━━━━━ Material to process ━━━━━

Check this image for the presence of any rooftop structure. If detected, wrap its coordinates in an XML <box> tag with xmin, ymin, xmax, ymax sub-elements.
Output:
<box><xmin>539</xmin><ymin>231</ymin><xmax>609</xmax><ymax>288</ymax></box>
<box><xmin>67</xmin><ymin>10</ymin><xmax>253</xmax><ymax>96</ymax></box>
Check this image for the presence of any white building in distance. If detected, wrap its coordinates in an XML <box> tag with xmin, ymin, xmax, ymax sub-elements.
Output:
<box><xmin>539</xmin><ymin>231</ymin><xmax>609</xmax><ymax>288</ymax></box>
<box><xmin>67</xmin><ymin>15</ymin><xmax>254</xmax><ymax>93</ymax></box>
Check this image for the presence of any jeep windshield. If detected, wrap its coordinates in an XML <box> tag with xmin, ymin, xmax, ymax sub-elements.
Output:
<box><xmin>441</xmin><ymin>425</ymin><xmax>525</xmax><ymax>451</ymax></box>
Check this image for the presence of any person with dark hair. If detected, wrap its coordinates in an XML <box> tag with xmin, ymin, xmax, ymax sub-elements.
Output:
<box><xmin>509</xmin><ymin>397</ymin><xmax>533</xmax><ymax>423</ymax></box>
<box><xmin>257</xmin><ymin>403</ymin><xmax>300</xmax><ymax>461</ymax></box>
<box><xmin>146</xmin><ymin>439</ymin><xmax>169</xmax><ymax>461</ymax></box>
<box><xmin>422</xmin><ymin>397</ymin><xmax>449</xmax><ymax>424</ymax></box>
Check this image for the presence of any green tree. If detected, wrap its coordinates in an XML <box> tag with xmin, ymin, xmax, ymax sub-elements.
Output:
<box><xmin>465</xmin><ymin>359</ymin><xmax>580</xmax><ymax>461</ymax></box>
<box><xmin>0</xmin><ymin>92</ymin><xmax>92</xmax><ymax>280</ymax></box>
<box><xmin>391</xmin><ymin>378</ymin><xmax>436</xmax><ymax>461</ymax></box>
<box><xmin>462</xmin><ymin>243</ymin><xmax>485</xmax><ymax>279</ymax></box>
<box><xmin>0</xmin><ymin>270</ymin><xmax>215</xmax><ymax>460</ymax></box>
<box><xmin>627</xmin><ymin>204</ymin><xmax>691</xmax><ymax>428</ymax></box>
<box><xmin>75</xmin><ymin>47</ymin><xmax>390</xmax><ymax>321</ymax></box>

━━━━━

## [Task prompt]
Render every line of the entries above as a JSON list of strings, one string per line, with blank lines left out.

## [Result]
[
  "Check this image for the presence of any rooftop structure. If detected, wrap its coordinates in an XML <box> tag with xmin, ymin, xmax, ymax sub-elements.",
  "Output:",
  "<box><xmin>539</xmin><ymin>231</ymin><xmax>609</xmax><ymax>288</ymax></box>",
  "<box><xmin>67</xmin><ymin>10</ymin><xmax>253</xmax><ymax>96</ymax></box>",
  "Check this image for the presence of any white building in distance. If detected, wrap its coordinates in an XML <box> tag with xmin, ymin, xmax, ymax sub-elements.",
  "Output:",
  "<box><xmin>539</xmin><ymin>231</ymin><xmax>609</xmax><ymax>288</ymax></box>",
  "<box><xmin>67</xmin><ymin>15</ymin><xmax>254</xmax><ymax>93</ymax></box>",
  "Check this image for the presence of any jeep windshield. If detected, wrap its coordinates in an XML <box> tag with xmin, ymin, xmax, ymax sub-elements.",
  "Output:",
  "<box><xmin>441</xmin><ymin>425</ymin><xmax>525</xmax><ymax>451</ymax></box>",
  "Check this image for the presence of any person with dark hair. If detected, wrap its coordinates in an XML <box> tag with xmin, ymin, xmax, ymax sub-elements.",
  "Output:",
  "<box><xmin>509</xmin><ymin>397</ymin><xmax>533</xmax><ymax>423</ymax></box>",
  "<box><xmin>257</xmin><ymin>403</ymin><xmax>300</xmax><ymax>461</ymax></box>",
  "<box><xmin>146</xmin><ymin>439</ymin><xmax>169</xmax><ymax>461</ymax></box>",
  "<box><xmin>422</xmin><ymin>397</ymin><xmax>449</xmax><ymax>424</ymax></box>",
  "Check this image for the presence of any green tree. If detected, wrap its coordinates in an XML <box> tag with xmin, ymin, xmax, ymax sub-elements.",
  "Output:",
  "<box><xmin>465</xmin><ymin>359</ymin><xmax>580</xmax><ymax>461</ymax></box>",
  "<box><xmin>0</xmin><ymin>92</ymin><xmax>92</xmax><ymax>280</ymax></box>",
  "<box><xmin>391</xmin><ymin>378</ymin><xmax>436</xmax><ymax>461</ymax></box>",
  "<box><xmin>462</xmin><ymin>243</ymin><xmax>485</xmax><ymax>279</ymax></box>",
  "<box><xmin>0</xmin><ymin>270</ymin><xmax>215</xmax><ymax>460</ymax></box>",
  "<box><xmin>627</xmin><ymin>204</ymin><xmax>691</xmax><ymax>428</ymax></box>",
  "<box><xmin>75</xmin><ymin>47</ymin><xmax>390</xmax><ymax>321</ymax></box>"
]